**STATED GOAL 1:**
Quote everything from "one night we" down to "settling their regiments." in the passage on Drake and the Association below.

Early in 1696 Drake busied himself in scotching an attempt by a group of senior county Tories to avoid taking the parliamentary association by drafting instead an address to be presented by the Earl of Bath, the county’s lord lieutenant. He pointed out ‘the great absurdities and defects’ of such a document and was gratified to see it ‘somewhat amended’. Commenting to his friend Sir George Treby*, he said that there seemed at first ‘an almost universal inclination’ for the Association but then

one night we lost, many having notions put into them that Harrow-on-the-Hill stood in a bottom, for that the word ‘rightful’ was to break the Act of Settlement. Moreover, they could not consent to the word ‘revenge’. So nice are some of us grown since we hunted the poor fellows that followed the Duke of Monmouth after the whole of the design was wholly defeated. This defection is owing to some of our leading Churchmen . . . there was a most abominable grand jury provided, in it many non-jurors, which the judge having notice of discouraged that panel, and we have a new one . . . I am almost ashamed of the condition of our militia. The commissions to the colonels came last week, and they, under the impression of what may happen upon their not signing the Association, are not likely to be very effective in settling their regiments.

**AVAILABLE RECORDS:**
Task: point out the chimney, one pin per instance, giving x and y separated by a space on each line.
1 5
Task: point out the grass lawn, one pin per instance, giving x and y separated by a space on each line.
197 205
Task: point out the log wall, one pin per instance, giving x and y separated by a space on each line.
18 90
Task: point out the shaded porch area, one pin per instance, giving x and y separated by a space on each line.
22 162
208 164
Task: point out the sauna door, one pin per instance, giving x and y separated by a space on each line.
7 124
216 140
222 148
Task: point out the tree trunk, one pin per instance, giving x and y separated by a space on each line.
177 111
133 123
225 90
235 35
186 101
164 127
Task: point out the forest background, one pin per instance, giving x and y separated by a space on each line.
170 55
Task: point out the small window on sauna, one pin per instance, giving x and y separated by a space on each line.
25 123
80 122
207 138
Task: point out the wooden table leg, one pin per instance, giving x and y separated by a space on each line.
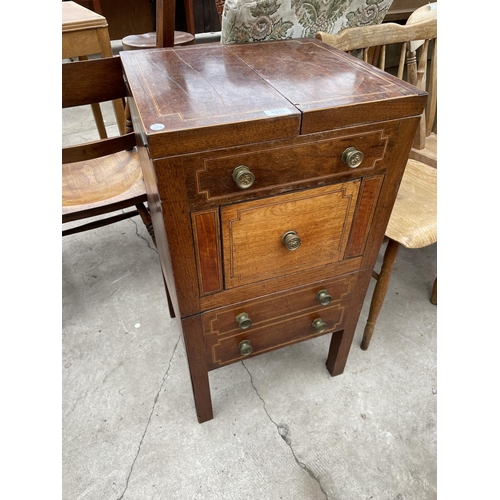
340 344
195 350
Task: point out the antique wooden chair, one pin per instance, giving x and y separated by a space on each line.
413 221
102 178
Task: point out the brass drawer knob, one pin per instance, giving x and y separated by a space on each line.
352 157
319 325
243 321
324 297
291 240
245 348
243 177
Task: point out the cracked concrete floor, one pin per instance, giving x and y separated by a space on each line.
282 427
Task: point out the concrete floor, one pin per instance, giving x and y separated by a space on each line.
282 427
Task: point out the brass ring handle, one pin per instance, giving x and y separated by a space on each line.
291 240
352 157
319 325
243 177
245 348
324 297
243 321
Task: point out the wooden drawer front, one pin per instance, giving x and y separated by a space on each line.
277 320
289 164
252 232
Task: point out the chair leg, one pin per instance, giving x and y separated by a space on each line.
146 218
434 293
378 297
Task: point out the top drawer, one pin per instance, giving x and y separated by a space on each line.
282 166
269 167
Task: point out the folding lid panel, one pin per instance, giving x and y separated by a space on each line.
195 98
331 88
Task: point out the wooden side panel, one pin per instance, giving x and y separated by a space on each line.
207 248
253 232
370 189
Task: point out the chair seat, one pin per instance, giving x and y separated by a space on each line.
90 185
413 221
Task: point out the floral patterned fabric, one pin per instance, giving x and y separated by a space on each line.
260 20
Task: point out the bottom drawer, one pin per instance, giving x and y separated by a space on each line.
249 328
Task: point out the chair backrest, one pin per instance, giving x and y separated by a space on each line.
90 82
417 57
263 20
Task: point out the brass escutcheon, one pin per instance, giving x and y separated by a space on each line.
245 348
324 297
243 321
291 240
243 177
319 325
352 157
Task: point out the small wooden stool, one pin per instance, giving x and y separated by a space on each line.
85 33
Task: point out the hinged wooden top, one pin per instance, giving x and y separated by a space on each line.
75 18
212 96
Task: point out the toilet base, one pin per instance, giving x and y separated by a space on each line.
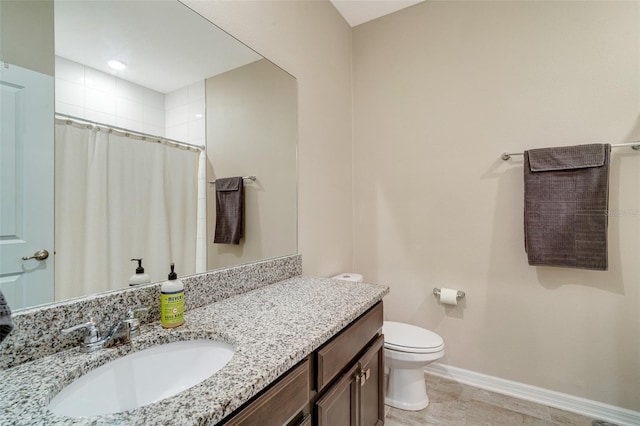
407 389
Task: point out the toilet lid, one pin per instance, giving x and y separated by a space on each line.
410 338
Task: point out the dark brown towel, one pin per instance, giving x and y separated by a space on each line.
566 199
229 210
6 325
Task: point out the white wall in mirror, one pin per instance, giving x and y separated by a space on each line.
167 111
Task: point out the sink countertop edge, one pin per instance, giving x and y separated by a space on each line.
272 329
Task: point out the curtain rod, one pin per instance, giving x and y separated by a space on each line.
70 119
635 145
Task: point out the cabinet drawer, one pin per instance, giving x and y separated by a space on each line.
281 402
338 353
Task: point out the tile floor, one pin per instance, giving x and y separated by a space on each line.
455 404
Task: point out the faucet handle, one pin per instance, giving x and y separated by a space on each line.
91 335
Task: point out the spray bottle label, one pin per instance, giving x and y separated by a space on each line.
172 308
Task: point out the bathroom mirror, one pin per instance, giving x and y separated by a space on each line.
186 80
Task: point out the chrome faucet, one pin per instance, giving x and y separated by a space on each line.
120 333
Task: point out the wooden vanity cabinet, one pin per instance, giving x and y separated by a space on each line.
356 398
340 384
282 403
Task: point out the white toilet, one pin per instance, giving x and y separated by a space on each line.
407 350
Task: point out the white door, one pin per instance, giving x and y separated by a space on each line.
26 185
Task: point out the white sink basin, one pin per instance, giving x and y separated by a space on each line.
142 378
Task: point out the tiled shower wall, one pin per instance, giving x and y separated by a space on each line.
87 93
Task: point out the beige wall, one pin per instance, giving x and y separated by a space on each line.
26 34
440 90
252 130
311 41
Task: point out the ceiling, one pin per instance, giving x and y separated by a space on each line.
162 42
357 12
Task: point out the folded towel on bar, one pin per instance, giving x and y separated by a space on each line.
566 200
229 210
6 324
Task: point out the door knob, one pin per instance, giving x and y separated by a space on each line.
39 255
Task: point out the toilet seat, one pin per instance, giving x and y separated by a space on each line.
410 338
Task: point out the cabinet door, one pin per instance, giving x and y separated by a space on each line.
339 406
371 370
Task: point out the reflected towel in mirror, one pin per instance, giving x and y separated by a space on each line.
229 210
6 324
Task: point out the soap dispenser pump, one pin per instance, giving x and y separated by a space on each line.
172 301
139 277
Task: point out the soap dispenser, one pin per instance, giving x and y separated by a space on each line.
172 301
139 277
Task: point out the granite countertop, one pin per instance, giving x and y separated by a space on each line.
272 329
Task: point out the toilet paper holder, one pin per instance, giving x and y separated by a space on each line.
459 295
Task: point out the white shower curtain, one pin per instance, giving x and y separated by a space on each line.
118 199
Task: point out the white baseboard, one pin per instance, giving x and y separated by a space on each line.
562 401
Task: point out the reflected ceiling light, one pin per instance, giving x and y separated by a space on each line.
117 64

---

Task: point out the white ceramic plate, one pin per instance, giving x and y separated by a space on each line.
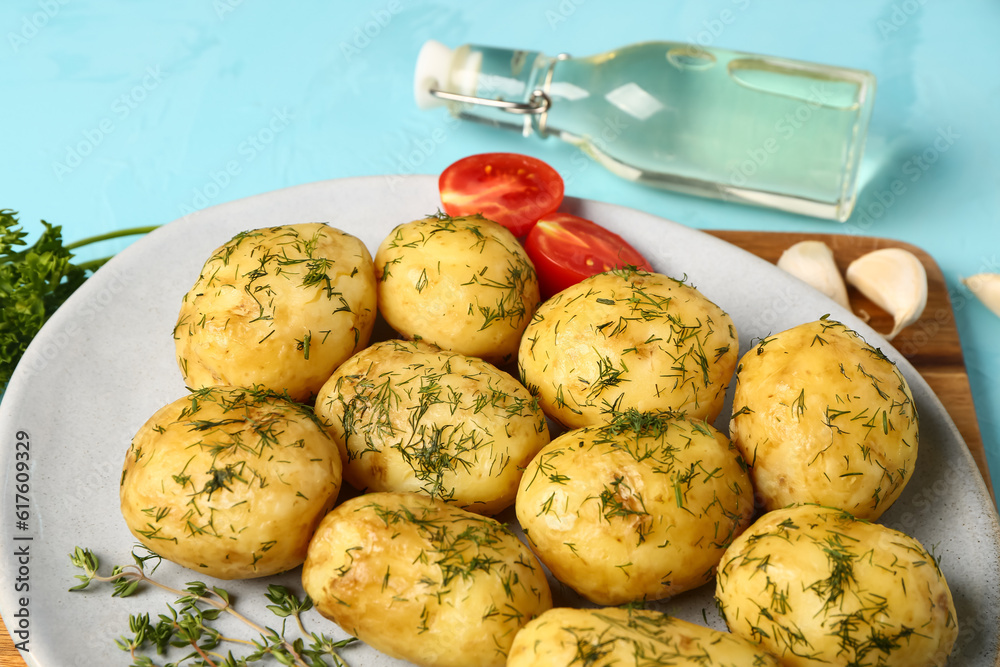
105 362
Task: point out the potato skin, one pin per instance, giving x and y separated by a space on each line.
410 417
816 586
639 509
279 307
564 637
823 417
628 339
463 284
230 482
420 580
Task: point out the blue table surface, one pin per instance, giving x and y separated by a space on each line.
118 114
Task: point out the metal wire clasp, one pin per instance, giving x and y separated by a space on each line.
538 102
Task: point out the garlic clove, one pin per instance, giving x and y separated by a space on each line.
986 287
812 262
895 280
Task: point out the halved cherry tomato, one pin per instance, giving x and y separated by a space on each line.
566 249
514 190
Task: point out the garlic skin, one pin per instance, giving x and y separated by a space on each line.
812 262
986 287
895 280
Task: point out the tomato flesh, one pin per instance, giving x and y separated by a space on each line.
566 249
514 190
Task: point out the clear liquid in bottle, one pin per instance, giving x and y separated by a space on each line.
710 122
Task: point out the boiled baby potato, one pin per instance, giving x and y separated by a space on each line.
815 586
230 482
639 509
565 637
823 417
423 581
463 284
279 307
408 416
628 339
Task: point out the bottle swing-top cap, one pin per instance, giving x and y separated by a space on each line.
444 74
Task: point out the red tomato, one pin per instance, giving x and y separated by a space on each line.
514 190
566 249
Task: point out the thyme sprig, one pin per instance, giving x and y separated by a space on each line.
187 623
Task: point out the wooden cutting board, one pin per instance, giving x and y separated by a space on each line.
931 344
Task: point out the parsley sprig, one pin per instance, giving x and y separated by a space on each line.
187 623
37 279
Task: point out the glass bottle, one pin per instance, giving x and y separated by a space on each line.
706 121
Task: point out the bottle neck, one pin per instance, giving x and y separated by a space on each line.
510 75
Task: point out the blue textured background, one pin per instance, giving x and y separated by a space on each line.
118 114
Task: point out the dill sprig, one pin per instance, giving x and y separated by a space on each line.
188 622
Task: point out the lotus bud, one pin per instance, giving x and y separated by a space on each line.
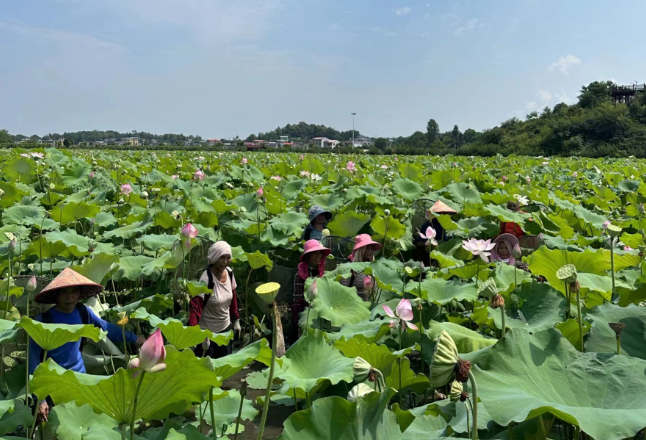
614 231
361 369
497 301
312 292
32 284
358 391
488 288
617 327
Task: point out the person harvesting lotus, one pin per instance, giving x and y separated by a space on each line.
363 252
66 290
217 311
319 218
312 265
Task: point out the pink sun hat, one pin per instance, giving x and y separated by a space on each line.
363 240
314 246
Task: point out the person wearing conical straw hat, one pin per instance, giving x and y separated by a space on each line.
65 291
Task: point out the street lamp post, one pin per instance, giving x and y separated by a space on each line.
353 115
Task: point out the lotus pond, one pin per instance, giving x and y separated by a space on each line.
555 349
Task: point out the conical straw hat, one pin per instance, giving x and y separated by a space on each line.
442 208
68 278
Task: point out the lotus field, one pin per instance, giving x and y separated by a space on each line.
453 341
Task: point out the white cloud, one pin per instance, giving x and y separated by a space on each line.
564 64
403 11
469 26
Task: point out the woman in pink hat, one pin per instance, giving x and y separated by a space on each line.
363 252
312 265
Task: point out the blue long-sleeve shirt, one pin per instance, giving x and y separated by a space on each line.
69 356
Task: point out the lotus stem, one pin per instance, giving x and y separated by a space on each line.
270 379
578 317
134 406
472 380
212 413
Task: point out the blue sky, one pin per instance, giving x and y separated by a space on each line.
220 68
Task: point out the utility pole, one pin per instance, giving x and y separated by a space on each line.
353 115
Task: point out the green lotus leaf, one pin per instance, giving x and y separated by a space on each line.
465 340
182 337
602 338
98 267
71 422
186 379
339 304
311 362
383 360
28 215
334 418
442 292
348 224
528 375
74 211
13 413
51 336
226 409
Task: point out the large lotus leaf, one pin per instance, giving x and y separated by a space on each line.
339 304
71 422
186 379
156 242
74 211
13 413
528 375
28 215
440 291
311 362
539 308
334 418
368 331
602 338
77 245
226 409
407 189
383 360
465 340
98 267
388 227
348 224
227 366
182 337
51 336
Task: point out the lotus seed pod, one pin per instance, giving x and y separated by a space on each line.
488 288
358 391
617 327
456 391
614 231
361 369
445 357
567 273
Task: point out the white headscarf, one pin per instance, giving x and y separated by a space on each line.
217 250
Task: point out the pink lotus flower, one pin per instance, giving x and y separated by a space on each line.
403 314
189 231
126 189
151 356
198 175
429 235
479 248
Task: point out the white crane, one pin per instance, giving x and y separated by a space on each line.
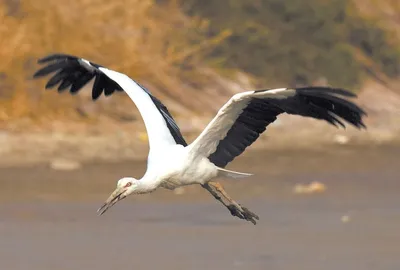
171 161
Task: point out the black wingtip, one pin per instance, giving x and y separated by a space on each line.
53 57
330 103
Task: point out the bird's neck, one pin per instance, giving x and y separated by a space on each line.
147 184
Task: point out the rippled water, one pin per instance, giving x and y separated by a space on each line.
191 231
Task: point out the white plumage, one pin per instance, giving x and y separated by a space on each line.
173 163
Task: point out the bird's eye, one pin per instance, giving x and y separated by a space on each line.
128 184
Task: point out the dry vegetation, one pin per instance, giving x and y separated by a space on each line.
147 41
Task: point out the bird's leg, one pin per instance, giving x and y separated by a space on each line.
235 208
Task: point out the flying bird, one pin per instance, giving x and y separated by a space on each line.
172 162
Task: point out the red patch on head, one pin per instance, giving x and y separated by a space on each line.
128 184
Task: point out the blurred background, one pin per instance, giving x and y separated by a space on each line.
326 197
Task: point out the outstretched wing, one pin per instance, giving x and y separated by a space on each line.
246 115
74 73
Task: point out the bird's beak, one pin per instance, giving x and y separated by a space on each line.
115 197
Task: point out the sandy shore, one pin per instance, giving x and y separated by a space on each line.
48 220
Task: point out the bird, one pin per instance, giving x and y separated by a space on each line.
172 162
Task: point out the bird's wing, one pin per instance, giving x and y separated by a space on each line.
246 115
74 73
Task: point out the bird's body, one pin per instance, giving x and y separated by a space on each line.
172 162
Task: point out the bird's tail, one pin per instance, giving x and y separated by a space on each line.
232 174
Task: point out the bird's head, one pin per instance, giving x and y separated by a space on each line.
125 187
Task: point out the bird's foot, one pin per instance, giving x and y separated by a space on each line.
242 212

==

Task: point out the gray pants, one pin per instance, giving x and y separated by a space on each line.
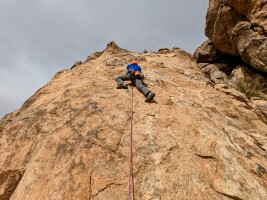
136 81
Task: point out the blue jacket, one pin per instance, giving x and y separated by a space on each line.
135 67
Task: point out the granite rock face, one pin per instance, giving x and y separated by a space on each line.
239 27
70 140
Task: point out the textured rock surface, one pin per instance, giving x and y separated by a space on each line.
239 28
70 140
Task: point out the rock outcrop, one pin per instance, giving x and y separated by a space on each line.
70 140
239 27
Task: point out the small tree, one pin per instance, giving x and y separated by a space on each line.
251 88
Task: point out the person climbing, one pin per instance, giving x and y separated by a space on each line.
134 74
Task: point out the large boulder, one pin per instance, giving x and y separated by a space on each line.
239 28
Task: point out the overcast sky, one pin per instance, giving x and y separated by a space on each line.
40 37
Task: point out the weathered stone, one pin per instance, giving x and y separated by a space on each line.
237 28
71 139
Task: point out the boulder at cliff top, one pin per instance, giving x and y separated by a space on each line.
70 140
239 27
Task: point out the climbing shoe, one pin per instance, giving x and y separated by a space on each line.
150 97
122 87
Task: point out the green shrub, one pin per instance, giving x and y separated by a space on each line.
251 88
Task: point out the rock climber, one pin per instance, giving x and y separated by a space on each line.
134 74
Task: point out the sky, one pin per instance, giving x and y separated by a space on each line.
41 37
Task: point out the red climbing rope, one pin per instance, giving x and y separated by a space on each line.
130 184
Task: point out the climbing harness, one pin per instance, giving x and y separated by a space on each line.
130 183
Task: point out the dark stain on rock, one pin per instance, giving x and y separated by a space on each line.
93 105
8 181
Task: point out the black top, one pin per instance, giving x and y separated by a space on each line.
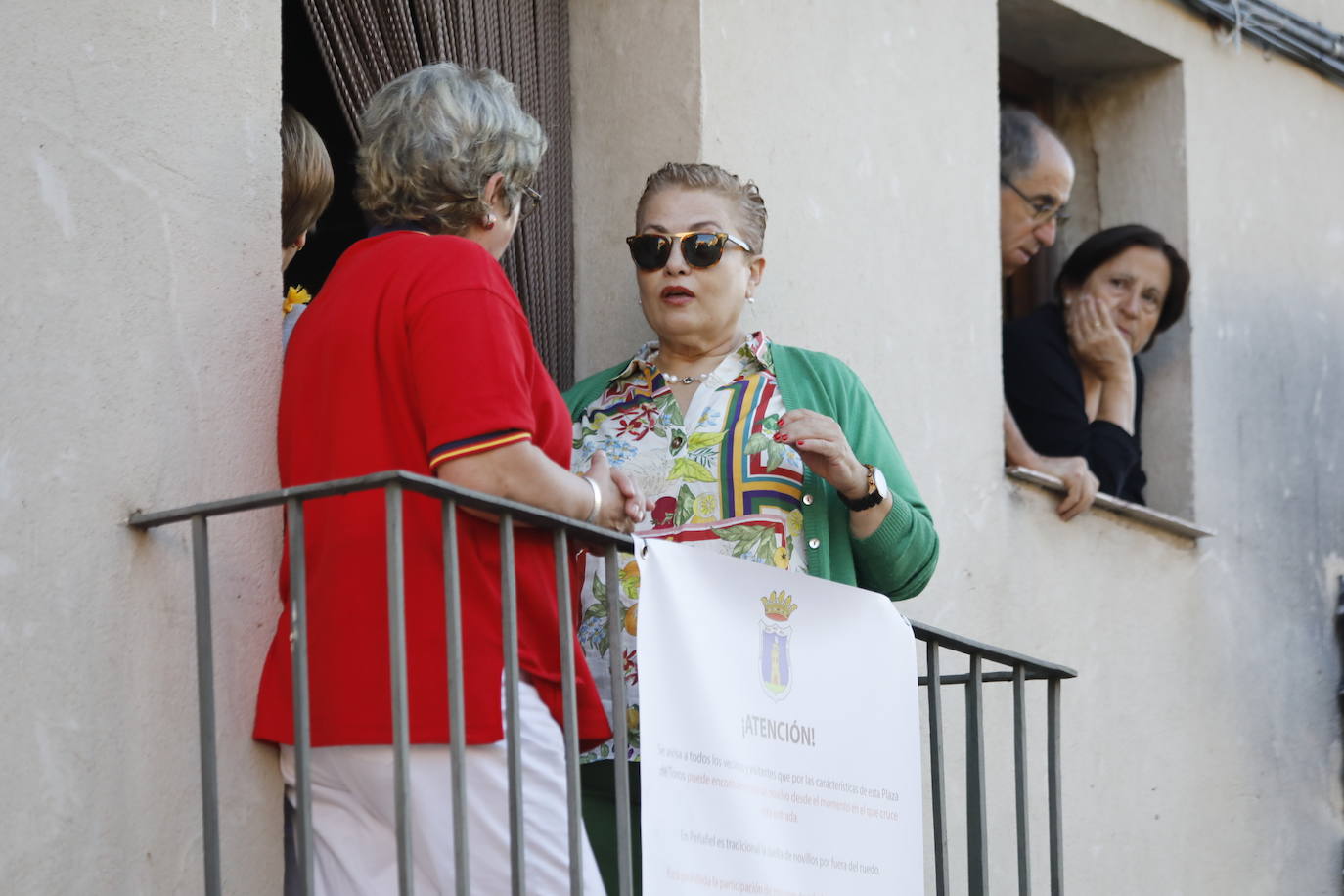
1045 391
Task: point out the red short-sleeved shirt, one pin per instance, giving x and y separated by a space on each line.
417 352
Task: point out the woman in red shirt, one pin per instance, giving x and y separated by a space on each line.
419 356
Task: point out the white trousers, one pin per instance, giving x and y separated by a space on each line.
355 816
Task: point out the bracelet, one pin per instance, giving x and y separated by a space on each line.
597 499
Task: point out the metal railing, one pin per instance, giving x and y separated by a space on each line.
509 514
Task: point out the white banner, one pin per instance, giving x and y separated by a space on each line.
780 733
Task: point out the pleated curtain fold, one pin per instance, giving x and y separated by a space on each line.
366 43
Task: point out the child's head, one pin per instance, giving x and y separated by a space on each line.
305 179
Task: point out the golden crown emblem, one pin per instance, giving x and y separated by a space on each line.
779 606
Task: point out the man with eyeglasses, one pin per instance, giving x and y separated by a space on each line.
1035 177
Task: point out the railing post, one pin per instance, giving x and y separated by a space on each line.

**STATED GOAL 2:**
Please show every line of the records above that contains the string "countertop", treating uppercase and lowercase as different.

**RESULT 1:**
one night we lost, many having notions put into them that Harrow-on-the-Hill stood in a bottom, for that the word ‘rightful’ was to break the Act of Settlement. Moreover, they could not consent to the word ‘revenge’. So nice are some of us grown since we hunted the poor fellows that followed the Duke of Monmouth after the whole of the design was wholly defeated. This defection is owing to some of our leading Churchmen . . . there was a most abominable grand jury provided, in it many non-jurors, which the judge having notice of discouraged that panel, and we have a new one . . . I am almost ashamed of the condition of our militia. The commissions to the colonels came last week, and they, under the impression of what may happen upon their not signing the Association, are not likely to be very effective in settling their regiments.

**RESULT 2:**
Task: point out the sink countertop edge, one pin per instance, giving x and y separated by a space on each line.
Task: point out the granite countertop, one pin per instance, giving x and y separated by a space on each line.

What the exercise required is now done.